--- Supplied material ---

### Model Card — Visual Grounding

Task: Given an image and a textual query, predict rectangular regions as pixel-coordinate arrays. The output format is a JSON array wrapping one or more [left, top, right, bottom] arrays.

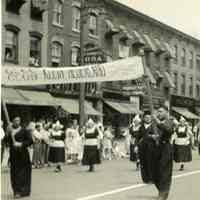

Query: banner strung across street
[[2, 56, 144, 86]]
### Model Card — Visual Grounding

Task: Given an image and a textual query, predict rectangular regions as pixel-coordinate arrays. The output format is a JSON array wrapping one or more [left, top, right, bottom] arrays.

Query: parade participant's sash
[[1, 56, 144, 86]]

---

## What to work on
Arrange every line of the entries above as a JSON list of strings, one string per line, with blank lines and the pictures omitted.

## Answer to this task
[
  "### Model Card — Visual Grounding",
  "Task: Given an image and a textual query, predict rectangular regions as pixel-coordinate arrays. The output format is a JSON array wrapping one or more [left, top, right, bottom] arrays.",
  "Query: banner strung across street",
  "[[2, 56, 144, 86]]",
  "### Model Card — Visual Grounding",
  "Task: Given an image and a textual query, predict rectangular regions as pixel-coordinate arrays. The output format is a JSON array wrapping one or more [left, top, right, bottom] arrays.",
  "Query: parade participant's sash",
  "[[1, 56, 144, 86]]"
]